─── ENTRIES SUPPLIED

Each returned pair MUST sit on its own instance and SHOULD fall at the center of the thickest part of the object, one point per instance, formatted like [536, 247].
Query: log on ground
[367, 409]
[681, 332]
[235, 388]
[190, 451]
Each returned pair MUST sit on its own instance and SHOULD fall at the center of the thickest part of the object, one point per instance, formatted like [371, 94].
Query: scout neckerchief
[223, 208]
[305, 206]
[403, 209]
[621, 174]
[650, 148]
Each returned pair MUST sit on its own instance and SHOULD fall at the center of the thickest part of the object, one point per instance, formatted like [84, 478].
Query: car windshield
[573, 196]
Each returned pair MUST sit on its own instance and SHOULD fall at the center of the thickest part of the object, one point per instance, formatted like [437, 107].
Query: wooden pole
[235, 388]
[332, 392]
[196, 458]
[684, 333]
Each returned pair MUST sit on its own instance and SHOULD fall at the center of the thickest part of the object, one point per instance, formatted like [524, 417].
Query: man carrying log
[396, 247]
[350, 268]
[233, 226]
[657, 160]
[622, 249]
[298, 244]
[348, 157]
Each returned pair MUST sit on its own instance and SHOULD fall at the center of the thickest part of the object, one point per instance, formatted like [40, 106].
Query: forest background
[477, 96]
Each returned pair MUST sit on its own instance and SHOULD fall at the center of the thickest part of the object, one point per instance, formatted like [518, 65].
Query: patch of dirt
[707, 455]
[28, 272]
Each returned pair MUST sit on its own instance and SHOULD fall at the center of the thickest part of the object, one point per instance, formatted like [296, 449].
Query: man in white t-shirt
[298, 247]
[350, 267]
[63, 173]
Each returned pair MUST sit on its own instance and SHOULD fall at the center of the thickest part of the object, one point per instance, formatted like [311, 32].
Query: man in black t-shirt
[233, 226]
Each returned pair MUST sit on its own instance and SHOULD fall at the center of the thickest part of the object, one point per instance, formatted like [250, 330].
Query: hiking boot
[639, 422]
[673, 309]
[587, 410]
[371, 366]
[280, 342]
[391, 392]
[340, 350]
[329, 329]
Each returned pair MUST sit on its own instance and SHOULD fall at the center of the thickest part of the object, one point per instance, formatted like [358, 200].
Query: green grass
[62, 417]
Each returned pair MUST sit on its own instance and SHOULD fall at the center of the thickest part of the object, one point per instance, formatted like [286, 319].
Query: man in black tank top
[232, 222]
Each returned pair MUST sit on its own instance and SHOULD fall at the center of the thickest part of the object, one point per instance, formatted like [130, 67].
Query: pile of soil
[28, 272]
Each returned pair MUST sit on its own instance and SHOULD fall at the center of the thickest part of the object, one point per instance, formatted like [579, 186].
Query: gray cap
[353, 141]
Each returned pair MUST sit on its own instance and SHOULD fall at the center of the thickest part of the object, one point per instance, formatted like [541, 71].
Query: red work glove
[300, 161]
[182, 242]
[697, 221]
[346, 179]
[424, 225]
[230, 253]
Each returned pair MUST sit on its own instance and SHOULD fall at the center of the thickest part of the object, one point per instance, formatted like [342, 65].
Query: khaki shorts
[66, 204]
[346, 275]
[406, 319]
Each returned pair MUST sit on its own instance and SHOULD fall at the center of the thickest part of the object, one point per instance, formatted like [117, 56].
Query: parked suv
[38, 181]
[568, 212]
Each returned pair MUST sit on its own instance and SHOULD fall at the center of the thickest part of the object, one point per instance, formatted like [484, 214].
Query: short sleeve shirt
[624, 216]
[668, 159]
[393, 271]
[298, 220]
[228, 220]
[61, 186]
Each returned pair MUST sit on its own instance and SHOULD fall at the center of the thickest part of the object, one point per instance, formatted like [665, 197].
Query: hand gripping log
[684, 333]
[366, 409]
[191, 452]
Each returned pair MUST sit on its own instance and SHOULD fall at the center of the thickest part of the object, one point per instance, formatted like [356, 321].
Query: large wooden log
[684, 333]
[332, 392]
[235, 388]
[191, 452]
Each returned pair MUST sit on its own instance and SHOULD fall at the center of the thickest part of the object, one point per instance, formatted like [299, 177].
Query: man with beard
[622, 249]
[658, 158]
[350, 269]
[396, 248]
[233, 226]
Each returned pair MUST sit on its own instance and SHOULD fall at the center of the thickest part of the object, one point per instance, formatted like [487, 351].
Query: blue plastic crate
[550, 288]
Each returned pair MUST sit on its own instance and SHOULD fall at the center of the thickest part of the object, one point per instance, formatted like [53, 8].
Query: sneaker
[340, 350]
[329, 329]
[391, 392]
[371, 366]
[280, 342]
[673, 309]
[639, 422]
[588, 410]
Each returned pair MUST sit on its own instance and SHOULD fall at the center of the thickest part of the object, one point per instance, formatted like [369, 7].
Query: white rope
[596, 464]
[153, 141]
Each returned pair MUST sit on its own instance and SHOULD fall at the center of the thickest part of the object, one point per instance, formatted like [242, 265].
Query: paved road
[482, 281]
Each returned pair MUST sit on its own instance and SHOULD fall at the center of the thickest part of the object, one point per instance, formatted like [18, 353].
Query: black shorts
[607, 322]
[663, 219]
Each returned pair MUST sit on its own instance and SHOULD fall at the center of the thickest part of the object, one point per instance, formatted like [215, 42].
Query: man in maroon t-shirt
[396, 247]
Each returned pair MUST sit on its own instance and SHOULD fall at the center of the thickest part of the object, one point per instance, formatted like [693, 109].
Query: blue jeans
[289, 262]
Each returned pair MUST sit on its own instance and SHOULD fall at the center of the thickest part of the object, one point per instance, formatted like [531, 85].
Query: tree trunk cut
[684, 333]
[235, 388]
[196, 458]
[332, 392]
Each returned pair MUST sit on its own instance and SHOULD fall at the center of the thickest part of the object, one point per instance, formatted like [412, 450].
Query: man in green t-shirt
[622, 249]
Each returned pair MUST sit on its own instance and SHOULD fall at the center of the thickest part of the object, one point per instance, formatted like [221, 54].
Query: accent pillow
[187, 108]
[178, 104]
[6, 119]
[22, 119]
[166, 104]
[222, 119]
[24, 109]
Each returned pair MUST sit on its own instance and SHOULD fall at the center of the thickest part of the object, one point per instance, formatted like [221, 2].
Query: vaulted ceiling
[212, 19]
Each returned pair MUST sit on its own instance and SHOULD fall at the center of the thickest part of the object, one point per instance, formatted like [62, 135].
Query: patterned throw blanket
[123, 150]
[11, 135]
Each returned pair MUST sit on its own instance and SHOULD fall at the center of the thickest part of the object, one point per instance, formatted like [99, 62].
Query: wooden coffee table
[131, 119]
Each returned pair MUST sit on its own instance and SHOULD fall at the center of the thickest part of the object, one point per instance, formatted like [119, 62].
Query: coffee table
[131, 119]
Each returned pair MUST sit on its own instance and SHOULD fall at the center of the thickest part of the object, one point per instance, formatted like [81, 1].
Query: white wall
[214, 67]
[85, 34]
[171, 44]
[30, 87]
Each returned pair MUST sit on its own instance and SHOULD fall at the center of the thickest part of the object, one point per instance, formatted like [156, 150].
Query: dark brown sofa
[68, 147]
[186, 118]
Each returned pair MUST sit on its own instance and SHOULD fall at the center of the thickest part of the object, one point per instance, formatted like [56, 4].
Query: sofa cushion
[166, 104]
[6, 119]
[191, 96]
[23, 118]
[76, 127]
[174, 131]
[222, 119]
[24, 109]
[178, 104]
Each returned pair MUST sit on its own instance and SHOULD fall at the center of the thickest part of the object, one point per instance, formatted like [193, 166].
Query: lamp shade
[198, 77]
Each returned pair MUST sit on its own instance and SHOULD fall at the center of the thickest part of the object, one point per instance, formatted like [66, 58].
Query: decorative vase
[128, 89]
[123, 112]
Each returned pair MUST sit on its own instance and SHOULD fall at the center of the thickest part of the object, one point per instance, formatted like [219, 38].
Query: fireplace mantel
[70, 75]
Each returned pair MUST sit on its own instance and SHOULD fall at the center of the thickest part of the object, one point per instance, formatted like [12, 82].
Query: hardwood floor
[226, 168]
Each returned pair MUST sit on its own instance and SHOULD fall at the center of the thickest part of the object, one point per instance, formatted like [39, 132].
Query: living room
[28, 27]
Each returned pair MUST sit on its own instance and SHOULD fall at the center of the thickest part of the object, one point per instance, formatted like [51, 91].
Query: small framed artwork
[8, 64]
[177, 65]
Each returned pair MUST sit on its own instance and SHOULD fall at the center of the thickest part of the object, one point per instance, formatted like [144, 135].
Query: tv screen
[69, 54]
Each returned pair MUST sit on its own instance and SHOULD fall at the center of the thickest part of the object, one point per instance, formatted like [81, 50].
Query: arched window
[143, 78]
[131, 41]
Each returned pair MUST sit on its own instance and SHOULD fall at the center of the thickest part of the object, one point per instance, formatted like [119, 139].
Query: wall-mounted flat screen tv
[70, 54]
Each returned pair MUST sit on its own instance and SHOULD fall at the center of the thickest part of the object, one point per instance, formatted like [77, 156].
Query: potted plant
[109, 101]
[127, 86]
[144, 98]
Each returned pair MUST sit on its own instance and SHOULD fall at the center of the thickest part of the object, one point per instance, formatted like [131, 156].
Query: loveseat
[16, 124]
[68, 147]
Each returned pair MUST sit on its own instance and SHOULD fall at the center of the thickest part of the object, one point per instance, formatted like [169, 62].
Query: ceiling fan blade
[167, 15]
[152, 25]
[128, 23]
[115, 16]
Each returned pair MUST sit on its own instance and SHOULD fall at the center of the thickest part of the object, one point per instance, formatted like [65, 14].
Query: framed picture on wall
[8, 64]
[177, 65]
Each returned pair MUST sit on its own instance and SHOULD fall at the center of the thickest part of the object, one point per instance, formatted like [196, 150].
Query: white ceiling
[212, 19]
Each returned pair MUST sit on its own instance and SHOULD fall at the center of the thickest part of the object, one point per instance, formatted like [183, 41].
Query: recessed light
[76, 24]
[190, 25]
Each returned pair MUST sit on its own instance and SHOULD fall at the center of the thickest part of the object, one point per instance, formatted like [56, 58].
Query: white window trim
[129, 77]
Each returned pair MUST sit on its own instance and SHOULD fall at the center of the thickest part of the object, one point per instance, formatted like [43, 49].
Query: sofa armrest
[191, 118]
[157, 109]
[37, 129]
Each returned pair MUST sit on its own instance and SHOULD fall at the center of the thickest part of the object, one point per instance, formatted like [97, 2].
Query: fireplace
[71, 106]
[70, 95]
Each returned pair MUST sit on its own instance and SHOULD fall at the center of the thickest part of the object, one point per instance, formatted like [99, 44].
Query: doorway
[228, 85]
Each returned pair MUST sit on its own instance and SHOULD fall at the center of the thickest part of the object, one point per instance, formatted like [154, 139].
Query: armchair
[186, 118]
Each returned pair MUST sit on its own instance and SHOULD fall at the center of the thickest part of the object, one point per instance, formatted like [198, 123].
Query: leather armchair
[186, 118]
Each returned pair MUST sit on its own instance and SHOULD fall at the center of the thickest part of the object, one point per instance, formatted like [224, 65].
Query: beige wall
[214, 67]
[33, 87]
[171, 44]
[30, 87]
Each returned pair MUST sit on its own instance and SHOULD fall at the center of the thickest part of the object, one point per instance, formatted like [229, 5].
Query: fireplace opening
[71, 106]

──────

▶ [WORK TO DO]:
Rescale the data starting with the line that contains "like [97, 2]." and going on through the end of the data, both included. Write every one of those lines out again in full, multiplying each coordinate in the answers by 2.5 and rounding to whole numbers (halves up), and leave all other numbers unchanged.

▶ [REPLY TO THE EXERCISE]:
Each returned pair MUST sit on its own instance and SHOULD fall at the center of the thickest part of the object, one point per instance, formatted like [97, 2].
Query: fireplace
[178, 265]
[175, 238]
Each returned pair MUST sit on its own instance and SHOULD fall at the center of the thickest part of the object, one point per instance, formatted like [99, 44].
Query: doorway
[570, 213]
Each returned pair MUST sit on its own instance and SHOULD fall at the center of the thickest part of the object, one point per instance, formatted like [154, 139].
Query: armchair
[465, 295]
Each returned pair MUST sit on its own instance and SHOULD fall at the center of the thickest part of the object, one point per instance, formatted like [198, 123].
Query: leather armchair
[465, 295]
Each returned pair MUST sit on its own instance and SHOULD fall at the center of the thickest part of the object, one point per instance, formatted like [224, 65].
Query: beige wall
[535, 168]
[83, 218]
[428, 110]
[75, 218]
Each returned pair MUST sit on its own instance and SHOULD fall at the center of the thickest part of the object, one point per instance, formatted like [229, 5].
Query: fireplace opening
[178, 265]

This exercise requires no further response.